Aim. Resize the lines starting at the line that contains "Expected behaviour: place one point on the wristband" and ending at the last line, both included. Give all those lines again with their wording unchanged, but multiply every x and y coordinate by 1.6 and round each result to a whole number, with halves rounded up.

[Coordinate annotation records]
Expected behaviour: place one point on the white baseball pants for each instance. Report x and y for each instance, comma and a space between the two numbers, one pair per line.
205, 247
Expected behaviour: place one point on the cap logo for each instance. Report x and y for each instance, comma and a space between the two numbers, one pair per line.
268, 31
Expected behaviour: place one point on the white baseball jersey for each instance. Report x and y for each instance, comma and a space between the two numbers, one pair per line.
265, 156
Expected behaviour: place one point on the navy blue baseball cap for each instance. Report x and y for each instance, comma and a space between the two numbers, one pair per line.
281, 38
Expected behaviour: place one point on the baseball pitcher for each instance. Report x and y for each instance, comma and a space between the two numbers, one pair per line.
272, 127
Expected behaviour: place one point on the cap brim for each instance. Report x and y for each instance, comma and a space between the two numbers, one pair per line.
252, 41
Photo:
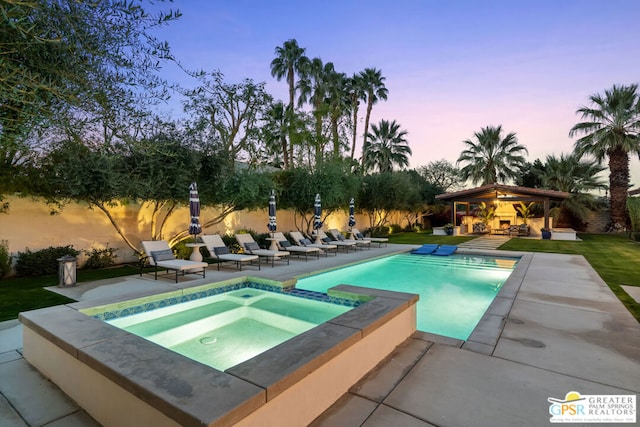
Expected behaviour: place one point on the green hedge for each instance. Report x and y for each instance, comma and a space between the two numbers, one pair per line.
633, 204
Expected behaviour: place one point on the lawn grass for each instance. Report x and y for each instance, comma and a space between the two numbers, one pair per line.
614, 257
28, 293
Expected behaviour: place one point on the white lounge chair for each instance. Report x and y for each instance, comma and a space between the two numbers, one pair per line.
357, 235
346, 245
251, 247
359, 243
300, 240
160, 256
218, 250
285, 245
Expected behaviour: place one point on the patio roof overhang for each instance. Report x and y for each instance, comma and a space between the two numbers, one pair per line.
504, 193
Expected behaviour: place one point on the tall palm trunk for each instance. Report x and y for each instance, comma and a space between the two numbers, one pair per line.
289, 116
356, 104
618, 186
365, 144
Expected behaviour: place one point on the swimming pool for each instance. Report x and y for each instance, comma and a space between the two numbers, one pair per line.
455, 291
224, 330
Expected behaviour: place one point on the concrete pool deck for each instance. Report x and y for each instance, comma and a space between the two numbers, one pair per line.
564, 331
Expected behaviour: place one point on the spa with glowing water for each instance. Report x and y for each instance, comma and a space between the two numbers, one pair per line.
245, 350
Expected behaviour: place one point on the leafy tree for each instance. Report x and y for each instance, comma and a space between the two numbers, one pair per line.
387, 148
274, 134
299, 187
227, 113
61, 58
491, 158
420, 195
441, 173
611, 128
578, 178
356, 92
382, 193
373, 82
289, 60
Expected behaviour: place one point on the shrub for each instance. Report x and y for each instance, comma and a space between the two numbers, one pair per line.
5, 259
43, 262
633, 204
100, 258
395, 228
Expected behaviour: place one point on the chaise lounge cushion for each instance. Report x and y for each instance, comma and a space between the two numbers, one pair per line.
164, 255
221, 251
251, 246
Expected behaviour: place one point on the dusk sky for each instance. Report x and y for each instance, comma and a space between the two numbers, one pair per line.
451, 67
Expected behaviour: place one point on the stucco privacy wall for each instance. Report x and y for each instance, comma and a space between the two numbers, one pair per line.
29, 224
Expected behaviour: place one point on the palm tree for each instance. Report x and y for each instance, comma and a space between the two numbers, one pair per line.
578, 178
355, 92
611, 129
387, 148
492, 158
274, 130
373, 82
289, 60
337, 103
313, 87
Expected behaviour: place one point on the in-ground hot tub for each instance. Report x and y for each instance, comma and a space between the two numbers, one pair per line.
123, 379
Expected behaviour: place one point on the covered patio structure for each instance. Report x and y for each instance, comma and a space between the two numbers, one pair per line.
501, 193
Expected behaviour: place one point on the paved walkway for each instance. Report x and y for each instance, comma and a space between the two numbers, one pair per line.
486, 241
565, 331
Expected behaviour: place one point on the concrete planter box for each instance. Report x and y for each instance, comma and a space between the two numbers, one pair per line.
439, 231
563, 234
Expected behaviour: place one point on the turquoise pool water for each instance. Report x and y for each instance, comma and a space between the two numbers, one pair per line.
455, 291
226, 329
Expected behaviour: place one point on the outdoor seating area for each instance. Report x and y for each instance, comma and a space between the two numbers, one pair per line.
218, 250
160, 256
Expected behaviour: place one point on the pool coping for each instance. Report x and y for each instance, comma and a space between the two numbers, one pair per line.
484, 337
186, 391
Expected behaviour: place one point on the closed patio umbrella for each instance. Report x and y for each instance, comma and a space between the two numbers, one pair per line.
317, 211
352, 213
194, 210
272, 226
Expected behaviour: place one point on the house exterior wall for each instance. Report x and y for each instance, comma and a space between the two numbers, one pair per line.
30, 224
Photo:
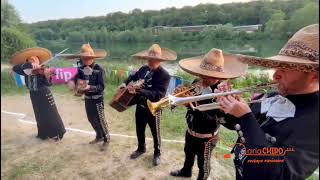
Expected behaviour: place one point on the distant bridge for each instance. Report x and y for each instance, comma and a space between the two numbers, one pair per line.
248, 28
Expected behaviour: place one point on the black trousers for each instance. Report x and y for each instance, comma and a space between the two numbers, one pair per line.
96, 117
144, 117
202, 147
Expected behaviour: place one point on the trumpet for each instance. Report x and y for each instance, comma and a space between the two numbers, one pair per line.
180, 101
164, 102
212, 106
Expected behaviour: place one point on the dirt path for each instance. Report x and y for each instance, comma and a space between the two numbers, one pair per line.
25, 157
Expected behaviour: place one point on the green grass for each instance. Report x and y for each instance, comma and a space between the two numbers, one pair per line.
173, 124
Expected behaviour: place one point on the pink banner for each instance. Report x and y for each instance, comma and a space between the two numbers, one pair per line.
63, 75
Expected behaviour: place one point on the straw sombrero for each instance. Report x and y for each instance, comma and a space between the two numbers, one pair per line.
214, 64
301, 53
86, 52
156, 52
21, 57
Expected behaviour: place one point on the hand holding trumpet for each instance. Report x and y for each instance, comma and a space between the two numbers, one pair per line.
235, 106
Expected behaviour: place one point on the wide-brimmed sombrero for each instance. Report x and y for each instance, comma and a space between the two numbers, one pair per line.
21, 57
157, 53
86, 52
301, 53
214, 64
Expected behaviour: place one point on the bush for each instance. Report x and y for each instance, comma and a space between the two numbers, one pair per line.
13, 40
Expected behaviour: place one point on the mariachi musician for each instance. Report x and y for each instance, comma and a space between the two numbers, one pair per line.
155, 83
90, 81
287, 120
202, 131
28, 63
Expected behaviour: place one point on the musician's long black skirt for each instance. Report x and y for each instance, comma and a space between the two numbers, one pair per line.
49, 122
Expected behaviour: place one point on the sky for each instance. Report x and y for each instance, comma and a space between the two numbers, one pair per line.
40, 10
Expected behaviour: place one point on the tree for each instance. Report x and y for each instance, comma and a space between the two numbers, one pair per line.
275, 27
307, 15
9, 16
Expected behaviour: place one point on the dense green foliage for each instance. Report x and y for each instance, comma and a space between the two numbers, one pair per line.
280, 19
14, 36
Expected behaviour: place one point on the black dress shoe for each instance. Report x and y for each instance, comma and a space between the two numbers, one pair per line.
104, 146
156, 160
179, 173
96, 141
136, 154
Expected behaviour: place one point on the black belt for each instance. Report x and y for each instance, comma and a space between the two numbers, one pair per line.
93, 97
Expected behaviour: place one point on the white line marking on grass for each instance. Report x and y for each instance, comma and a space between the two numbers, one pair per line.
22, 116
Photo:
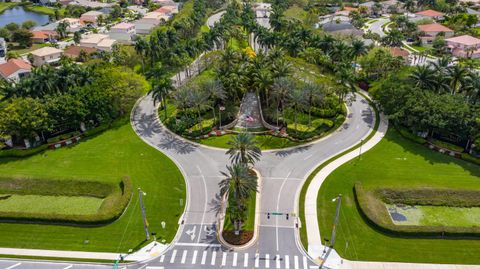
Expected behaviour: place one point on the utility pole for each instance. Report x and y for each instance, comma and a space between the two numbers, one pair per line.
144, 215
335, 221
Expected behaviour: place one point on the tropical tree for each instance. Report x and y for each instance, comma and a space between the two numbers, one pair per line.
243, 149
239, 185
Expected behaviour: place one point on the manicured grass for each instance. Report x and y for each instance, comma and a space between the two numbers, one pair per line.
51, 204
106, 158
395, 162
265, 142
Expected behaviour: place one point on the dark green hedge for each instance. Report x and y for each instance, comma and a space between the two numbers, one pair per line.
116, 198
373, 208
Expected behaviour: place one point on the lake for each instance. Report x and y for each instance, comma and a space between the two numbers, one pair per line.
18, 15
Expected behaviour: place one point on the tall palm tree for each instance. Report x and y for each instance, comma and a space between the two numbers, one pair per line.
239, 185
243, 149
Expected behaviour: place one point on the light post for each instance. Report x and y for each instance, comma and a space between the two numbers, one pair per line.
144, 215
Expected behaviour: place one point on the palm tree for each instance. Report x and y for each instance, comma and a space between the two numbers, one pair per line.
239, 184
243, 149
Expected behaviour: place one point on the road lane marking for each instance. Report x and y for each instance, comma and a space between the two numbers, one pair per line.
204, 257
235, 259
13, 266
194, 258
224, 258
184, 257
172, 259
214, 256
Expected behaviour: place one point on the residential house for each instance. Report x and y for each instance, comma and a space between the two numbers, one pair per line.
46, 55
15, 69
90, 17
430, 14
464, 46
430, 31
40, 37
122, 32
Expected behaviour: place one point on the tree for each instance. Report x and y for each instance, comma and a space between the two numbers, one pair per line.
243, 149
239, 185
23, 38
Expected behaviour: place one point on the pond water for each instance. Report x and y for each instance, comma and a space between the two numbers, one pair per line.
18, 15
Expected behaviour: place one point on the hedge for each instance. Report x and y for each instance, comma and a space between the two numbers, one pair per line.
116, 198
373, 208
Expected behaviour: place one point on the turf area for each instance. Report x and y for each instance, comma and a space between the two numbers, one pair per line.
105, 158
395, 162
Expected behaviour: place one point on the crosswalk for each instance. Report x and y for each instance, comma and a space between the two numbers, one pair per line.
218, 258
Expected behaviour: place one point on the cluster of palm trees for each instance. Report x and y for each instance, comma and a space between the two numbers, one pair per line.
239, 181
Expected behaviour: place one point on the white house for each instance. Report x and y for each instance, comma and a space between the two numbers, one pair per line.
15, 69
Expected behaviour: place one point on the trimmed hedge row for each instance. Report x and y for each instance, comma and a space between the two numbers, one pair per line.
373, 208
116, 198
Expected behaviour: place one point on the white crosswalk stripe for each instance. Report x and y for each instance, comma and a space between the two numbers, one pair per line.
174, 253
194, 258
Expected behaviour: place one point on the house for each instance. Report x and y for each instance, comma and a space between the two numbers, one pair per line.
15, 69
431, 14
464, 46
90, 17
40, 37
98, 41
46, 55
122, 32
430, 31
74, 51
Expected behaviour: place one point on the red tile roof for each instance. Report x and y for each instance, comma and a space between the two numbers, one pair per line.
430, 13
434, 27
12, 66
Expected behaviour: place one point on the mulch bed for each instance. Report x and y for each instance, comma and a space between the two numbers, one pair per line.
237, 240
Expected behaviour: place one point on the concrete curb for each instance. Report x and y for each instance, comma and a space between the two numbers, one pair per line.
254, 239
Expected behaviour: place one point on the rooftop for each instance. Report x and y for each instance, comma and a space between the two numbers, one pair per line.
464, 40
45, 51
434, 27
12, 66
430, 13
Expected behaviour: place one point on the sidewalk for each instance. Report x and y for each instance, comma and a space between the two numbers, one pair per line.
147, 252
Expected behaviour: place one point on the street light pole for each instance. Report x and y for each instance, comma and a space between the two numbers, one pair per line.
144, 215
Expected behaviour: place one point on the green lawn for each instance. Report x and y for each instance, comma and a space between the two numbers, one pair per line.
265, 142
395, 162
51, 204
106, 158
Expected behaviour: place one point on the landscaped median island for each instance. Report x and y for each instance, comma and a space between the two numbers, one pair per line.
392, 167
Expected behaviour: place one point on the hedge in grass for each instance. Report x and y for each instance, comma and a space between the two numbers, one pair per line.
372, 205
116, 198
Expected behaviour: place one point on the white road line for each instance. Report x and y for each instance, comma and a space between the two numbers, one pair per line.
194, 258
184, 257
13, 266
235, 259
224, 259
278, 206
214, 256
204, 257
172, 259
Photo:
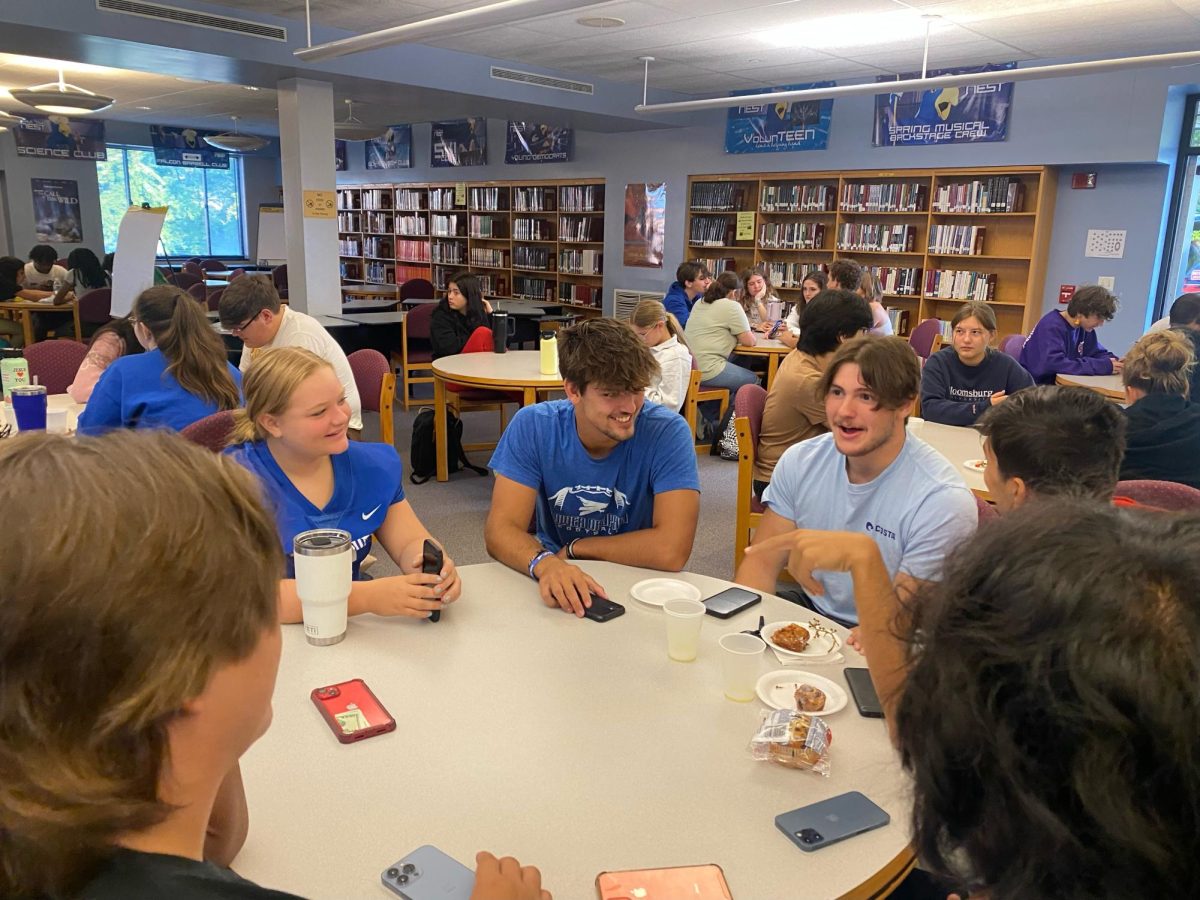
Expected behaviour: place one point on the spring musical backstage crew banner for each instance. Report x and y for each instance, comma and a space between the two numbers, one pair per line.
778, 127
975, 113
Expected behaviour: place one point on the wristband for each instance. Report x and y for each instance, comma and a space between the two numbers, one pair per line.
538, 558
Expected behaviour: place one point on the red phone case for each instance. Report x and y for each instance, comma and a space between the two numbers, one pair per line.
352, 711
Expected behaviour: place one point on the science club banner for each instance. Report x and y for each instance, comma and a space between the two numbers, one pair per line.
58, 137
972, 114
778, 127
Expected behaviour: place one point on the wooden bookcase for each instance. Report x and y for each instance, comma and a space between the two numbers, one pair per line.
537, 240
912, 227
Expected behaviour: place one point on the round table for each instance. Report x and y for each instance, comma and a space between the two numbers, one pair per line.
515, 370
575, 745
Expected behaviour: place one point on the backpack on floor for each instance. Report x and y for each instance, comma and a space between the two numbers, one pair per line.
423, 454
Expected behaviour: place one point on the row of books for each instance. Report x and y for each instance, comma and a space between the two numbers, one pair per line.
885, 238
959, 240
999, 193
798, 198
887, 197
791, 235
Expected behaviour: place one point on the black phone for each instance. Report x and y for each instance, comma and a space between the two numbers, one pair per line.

Result for this exercise.
Expected behaviour: place one point on the wristband for each instance. Report x and y for each instance, comma and a space between the two numbers, one pair per line.
861, 893
Expected behaviour: place one point on the red phone case for each instance. Report x and y for each instance, comma and a space between the two numbers, one pair per line.
563, 1138
Expected behaviour: place one point on the science club banner for each instance. Report x and y for each instance, comma and a space between the two numbers, one pair per line.
93, 219
1555, 182
1245, 203
Expected behaviour: place one point on the wooden bookcase for each instance. Report x and y for each instance, comma and a space between the two numbers, one pair per line.
859, 384
1459, 363
Expected behaviour: place one point on the round table for each instance. Report x and y for each instance, comma and a space between the two numbers, one pair per line.
824, 592
920, 1192
Expected behaviour: place one point on the backpack on floor for each instance. Report x and y for each instance, comma and a space between the two numbers, one pair per line.
677, 726
Expected behaviour: place one point on the row of books for each instance. Report x and y for each instance, comma and a space between the two numbers, one pair per line.
1416, 381
1534, 384
1598, 309
1277, 317
1419, 315
1266, 376
Expected behaviour: place one point on the black phone for each instance. Report x and y for each instance, comma and a space between the two numbers, one pair per line.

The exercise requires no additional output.